*THE TASK*. Rename "outline" to "contour" in everything from the line containing "Target: **yellow paint**" down to the line containing "[[[48,15],[47,17],[49,17],[51,21],[59,21],[59,17],[55,14]]]", and give back only those lines with nothing else changed.

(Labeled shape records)
# # # # # # #
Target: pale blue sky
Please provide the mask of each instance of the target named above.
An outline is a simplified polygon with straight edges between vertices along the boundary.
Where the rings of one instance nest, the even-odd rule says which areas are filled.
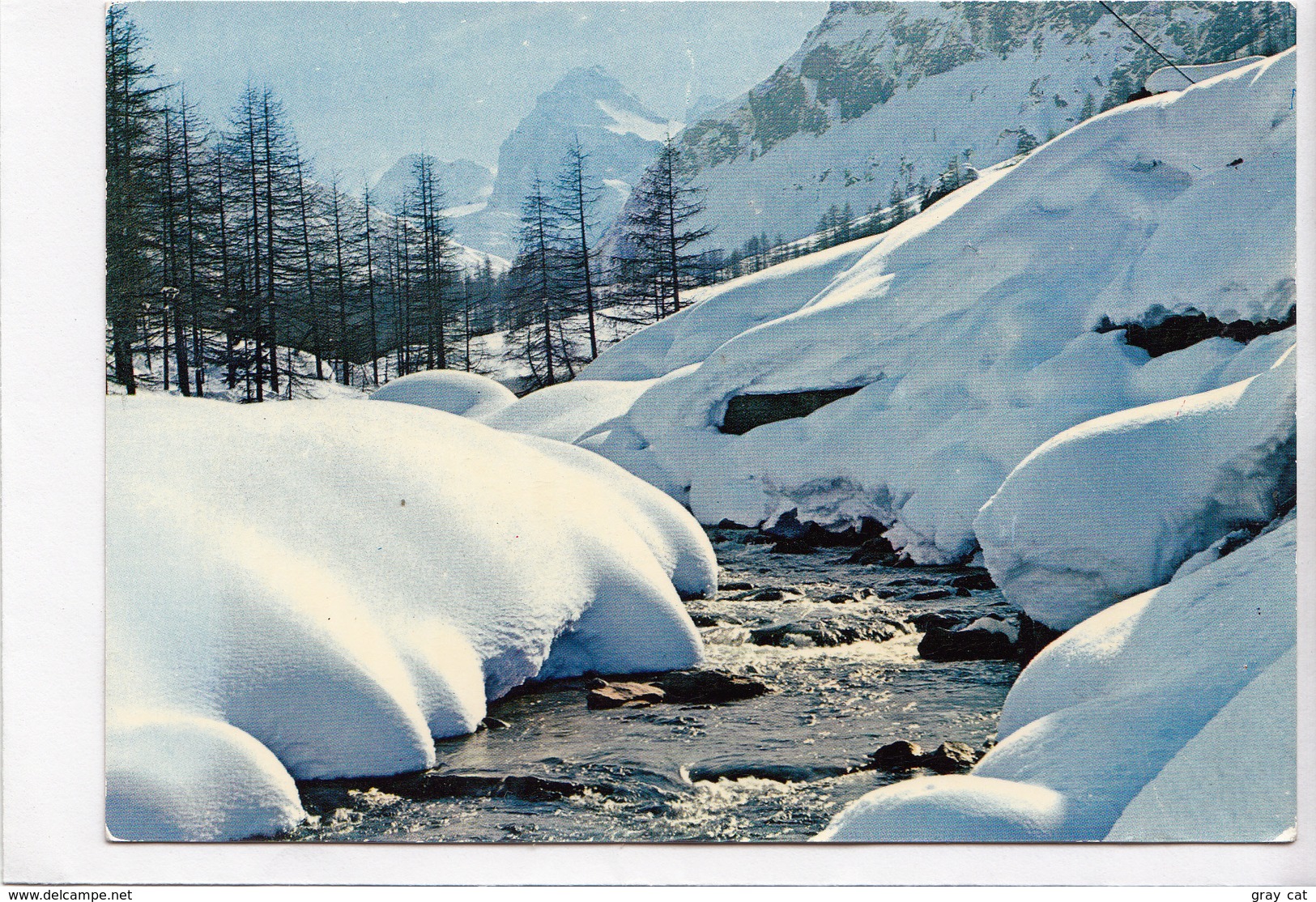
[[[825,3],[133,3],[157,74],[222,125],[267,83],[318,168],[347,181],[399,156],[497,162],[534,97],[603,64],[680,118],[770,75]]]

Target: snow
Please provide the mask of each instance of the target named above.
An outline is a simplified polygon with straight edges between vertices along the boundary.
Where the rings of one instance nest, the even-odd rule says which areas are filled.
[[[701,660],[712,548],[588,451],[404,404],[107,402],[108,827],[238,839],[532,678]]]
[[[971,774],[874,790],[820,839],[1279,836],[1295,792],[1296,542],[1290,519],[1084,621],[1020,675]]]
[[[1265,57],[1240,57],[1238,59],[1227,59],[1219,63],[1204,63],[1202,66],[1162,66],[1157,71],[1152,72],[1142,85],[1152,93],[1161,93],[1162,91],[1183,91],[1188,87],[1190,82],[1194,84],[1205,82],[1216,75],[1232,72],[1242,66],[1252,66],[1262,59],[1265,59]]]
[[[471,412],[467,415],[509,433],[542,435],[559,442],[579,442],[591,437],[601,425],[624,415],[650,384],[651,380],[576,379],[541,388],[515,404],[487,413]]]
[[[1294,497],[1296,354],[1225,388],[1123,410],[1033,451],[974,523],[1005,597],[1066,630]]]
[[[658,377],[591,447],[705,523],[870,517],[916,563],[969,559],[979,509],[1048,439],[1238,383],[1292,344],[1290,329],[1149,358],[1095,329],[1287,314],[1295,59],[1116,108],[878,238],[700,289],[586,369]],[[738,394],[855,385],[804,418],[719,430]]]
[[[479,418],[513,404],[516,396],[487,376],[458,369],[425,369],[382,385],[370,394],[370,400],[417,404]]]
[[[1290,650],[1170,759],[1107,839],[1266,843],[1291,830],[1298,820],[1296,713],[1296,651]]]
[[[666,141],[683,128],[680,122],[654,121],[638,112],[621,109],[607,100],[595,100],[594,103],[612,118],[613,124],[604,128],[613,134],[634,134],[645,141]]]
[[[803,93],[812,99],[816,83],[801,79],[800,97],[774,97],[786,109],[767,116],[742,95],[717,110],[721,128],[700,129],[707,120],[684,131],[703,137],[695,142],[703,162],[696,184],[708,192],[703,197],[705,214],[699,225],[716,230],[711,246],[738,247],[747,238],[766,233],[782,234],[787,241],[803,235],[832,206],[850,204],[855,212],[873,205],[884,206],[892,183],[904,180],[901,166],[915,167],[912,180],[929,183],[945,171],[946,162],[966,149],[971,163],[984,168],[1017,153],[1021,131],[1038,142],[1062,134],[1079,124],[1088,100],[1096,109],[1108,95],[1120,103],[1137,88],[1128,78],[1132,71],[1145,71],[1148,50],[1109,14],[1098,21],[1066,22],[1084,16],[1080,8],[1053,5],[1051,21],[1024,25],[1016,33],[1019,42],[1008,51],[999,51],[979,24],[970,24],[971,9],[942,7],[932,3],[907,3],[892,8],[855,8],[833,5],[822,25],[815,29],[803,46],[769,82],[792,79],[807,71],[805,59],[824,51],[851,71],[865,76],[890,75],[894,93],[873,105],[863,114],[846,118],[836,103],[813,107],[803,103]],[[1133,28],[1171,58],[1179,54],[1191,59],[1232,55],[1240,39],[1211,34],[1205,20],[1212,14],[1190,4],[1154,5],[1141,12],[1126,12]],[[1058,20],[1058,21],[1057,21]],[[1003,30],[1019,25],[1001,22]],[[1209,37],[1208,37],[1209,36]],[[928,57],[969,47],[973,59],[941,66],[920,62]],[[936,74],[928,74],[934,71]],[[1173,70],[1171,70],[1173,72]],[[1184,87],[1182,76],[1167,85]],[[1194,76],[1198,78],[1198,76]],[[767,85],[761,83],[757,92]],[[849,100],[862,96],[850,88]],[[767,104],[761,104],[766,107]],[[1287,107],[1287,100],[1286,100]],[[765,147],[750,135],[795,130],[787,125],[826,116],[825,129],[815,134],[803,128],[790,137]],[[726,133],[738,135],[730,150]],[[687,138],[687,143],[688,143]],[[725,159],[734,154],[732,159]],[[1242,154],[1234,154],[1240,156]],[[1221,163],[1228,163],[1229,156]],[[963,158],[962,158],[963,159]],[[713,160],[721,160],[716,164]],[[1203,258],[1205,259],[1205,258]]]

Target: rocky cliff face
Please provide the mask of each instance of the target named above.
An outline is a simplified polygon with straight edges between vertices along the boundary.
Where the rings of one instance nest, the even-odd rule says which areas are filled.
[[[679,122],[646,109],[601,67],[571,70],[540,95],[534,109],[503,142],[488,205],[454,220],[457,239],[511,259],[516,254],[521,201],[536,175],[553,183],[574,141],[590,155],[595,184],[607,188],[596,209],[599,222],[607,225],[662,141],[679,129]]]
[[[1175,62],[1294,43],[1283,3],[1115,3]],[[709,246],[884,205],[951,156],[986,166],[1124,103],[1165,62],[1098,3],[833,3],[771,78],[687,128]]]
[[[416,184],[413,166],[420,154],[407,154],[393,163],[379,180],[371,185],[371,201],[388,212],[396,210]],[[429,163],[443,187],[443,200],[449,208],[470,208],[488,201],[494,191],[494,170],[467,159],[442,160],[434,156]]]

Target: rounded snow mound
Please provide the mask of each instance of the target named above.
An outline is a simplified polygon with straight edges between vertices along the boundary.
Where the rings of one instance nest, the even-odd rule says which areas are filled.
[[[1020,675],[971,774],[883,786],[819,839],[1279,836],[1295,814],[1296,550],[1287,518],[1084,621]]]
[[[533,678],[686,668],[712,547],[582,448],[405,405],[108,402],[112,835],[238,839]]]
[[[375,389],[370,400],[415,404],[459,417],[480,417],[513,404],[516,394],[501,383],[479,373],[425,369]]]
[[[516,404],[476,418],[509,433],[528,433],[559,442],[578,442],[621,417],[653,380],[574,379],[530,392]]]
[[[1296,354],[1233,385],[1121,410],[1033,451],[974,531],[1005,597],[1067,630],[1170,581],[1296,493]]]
# # # # # # #
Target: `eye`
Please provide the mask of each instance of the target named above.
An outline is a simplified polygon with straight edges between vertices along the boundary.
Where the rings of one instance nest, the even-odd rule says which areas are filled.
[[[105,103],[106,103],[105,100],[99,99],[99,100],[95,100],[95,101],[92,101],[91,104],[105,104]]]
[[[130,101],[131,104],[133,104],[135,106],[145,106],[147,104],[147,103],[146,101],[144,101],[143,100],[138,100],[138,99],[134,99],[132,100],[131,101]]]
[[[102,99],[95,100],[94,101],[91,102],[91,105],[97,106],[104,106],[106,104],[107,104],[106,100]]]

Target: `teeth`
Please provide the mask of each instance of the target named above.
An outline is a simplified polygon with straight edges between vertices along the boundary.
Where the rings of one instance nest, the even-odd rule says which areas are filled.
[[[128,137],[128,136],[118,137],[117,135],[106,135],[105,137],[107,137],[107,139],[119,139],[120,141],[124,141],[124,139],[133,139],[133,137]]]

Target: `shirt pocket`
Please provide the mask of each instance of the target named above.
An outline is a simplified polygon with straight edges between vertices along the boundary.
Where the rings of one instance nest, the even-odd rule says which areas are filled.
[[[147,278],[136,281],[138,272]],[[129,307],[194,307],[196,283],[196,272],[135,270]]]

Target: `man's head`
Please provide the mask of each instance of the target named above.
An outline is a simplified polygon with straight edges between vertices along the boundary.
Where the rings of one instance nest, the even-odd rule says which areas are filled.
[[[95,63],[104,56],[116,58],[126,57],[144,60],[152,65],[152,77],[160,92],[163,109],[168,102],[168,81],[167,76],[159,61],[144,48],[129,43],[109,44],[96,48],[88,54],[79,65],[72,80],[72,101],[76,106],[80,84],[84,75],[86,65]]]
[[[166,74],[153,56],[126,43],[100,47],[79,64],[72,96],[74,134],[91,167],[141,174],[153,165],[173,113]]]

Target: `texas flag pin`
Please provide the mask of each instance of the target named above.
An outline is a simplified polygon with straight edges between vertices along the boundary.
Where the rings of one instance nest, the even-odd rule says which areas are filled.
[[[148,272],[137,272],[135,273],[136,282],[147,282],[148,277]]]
# # # # # # #
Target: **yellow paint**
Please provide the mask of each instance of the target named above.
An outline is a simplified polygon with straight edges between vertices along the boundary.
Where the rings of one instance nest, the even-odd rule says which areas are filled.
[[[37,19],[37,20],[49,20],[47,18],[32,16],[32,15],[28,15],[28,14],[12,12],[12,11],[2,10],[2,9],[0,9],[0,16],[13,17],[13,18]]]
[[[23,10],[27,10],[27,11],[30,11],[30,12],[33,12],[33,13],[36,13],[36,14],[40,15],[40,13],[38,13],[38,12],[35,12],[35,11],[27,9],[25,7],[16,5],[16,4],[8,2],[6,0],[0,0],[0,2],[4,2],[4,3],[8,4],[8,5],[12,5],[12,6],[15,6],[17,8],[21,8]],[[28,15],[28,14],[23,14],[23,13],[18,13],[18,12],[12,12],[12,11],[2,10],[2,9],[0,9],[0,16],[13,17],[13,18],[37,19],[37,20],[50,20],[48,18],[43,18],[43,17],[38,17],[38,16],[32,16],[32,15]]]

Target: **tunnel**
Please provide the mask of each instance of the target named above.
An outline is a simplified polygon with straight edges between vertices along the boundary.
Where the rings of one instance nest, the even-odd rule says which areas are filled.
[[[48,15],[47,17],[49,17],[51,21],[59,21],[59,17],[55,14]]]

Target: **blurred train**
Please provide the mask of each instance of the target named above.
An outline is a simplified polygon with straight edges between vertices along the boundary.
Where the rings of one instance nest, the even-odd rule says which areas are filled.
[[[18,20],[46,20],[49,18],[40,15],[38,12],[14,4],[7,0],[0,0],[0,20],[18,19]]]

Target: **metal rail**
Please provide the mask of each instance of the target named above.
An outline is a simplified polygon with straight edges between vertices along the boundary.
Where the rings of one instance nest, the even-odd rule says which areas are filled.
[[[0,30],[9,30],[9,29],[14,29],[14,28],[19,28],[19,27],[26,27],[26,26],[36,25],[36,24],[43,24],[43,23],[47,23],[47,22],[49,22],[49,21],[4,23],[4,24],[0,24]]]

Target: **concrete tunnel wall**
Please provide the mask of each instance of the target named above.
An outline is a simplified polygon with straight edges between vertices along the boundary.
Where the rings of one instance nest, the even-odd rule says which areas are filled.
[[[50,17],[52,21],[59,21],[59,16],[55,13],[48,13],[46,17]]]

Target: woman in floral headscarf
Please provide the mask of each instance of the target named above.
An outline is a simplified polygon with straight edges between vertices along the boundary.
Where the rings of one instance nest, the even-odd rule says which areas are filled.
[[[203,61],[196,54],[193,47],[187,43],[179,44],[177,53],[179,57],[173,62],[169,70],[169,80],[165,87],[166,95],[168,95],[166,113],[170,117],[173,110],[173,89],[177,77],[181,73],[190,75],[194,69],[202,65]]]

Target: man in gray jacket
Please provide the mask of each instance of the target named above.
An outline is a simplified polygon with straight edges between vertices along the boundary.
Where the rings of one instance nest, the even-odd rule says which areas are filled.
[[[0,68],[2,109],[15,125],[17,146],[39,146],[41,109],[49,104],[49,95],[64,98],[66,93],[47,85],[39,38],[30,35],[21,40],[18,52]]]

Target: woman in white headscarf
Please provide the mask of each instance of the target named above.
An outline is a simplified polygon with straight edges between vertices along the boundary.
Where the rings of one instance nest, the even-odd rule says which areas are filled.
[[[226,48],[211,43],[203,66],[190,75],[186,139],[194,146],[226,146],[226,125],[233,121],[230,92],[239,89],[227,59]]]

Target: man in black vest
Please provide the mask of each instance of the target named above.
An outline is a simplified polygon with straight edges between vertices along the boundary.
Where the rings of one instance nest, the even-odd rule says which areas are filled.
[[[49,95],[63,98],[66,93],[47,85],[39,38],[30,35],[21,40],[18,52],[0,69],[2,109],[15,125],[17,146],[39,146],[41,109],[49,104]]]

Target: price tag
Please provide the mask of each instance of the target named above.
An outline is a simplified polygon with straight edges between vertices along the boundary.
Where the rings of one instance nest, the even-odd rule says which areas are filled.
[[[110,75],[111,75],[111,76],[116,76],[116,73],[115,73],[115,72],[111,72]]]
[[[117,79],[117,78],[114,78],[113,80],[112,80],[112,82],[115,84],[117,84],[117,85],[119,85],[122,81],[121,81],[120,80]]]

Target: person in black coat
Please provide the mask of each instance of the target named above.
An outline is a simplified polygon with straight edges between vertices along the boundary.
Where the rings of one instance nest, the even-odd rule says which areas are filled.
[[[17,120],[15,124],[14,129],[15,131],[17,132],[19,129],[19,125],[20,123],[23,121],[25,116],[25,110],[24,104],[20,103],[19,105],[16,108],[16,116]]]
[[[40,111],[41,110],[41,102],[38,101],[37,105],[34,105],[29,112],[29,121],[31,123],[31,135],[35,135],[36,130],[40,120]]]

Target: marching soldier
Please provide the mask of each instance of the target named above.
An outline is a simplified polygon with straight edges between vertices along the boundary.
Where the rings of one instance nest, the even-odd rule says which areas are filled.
# # # # # # #
*RESULT*.
Target: **yellow paint**
Please provide the mask of each instance of the target named above.
An contour is a simplified polygon with straight edges between vertices along the boundary.
Where the rings of one instance nest, the even-odd rule says which areas are filled.
[[[37,19],[37,20],[49,20],[47,18],[32,16],[32,15],[28,15],[28,14],[12,12],[12,11],[2,10],[2,9],[0,9],[0,16],[13,17],[13,18]]]
[[[23,10],[27,10],[27,11],[30,11],[30,12],[33,12],[33,13],[36,13],[36,14],[40,15],[40,13],[38,13],[38,12],[35,12],[35,11],[27,9],[25,7],[16,5],[16,4],[8,2],[6,0],[0,0],[0,2],[4,2],[4,3],[8,4],[8,5],[12,5],[12,6],[15,6],[17,8],[21,8]],[[28,15],[28,14],[23,14],[23,13],[18,13],[18,12],[12,12],[12,11],[2,10],[2,9],[0,9],[0,16],[13,17],[13,18],[37,19],[37,20],[50,20],[48,18],[43,18],[43,17],[38,17],[38,16],[32,16],[32,15]]]

Target: **tunnel**
Please provide the mask of each instance of the target named above.
An contour is a simplified polygon with straight edges between vertices along the boundary.
Where the rings of one instance nest, the even-odd rule says which areas are filled.
[[[48,15],[47,17],[49,17],[51,21],[59,21],[59,17],[55,14]]]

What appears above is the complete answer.